--- Exercise passage Enclosed Below ---
American businessman (1876–1935)

Charles Thomas Jeffery (13 May 1876 - 10 November 1935) was an American businessman.

==Early life==
He was the son of Thomas B. Jeffery, founder of Thomas B. Jeffery Company, an automobile manufacturer.

==Career==
When his father died in 1910, Charles Jeffery assumed control of the Thomas B. Jeffery Company. Under his guidance, the firm continued to prosper. His most significant success was in the large number of heavy-duty trucks he manufactured.

The U.S. Army was Jeffery's best customer during the years of World War I. The four-wheel, chain-drive Jeffery Quad eventually became the workhorse of the Allied Expeditionary Force. Jeffery also made impressive advances in sales of his automobile. He dropped the Rambler marque in 1914 in favor of "Jeffery" and produced 10,283 of them.
--- End of Enclosed Exercise passage ---
--- Entries provided Enclosed Below ---
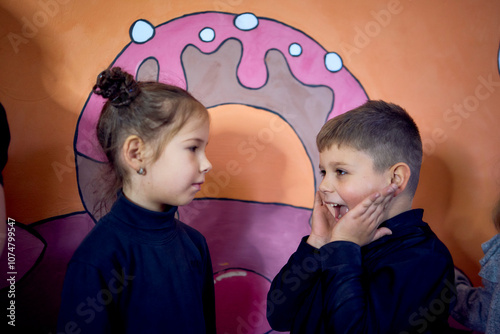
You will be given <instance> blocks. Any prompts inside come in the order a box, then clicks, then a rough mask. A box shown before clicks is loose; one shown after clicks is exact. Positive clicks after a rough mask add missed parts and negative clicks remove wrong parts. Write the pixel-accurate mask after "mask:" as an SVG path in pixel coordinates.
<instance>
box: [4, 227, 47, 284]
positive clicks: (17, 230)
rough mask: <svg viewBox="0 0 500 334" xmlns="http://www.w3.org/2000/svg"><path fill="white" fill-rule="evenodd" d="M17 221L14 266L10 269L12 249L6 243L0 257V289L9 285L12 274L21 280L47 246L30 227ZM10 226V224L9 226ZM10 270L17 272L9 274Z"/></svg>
mask: <svg viewBox="0 0 500 334" xmlns="http://www.w3.org/2000/svg"><path fill="white" fill-rule="evenodd" d="M20 225H22V224H20V223H17V224H16V225H14V227H15V235H14V238H15V241H14V242H13V244H14V246H15V248H14V249H13V250H14V257H12V259H14V267H13V268H12V269H8V268H9V266H8V264H9V263H8V256H9V253H11V250H9V249H8V244H7V243H6V244H5V249H4V251H3V252H2V256H1V257H0V267H1V268H2V270H1V272H0V289H3V288H5V287H6V286H7V285H9V282H7V278H9V277H10V276H15V278H16V282H17V281H19V280H20V279H21V278H22V277H23V276H24V275H25V274H26V273H27V272H28V271H29V270H30V269H31V268H32V267H33V265H34V264H35V263H36V261H37V260H38V258H39V257H40V255H41V254H42V252H43V249H44V247H45V245H44V243H43V241H42V240H40V239H39V238H38V237H37V236H35V235H33V234H32V233H31V232H30V231H29V227H24V225H22V226H20ZM9 228H10V226H9ZM9 272H15V273H16V274H15V275H11V274H8V273H9Z"/></svg>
--- End of Enclosed Entries provided ---
Problems to work on:
1. Rewrite the paragraph of the Charles Jeffery biography that begins "The U.S. Army was Jeffery's best customer" as a short bulleted list that keeps its main facts.
2. Based on the Charles Jeffery biography, explain how Charles Jeffery came to lead the Thomas B. Jeffery Company.
3. Pick up the Charles Jeffery biography after its last sentence and write the next part.

Expected outputs:
1.
- The U.S. Army was Jeffery's best customer during World War I.
- The four-wheel, chain-drive Jeffery Quad eventually became the workhorse of the Allied Expeditionary Force.
- Jeffery also made impressive advances in automobile sales.
- In 1914 he dropped the Rambler marque in favor of "Jeffery" and produced 10,283 of those cars.

2. Charles Jeffery was the son of Thomas B. Jeffery, who founded the company. When his father died in 1910, Charles assumed control of the firm.

3.
===RMS Lusitania===
Jeffery was totally committed to the company and its success before he became a passenger on the ill-fated passenger ship RMS Lusitania in 1915. It was sunk after being torpedoed by a German submarine off the Irish coast, with a heavy loss of life. Jeffery survived, but he lost interest in the company, or as one author put it, "re-evaluated his priorities". The Jeffery Company was put up for sale, and Charles Nash purchased the Thomas B. Jeffery Company and Charles T. Jeffery's lakeside commercial property at 6221 Third Avenue, Kenosha.

==Collections and death==
During his lifetime, Jeffery collected an extensive library of rare books, maps and autographs which was sold at auction following his death at Merion Station, Pennsylvania.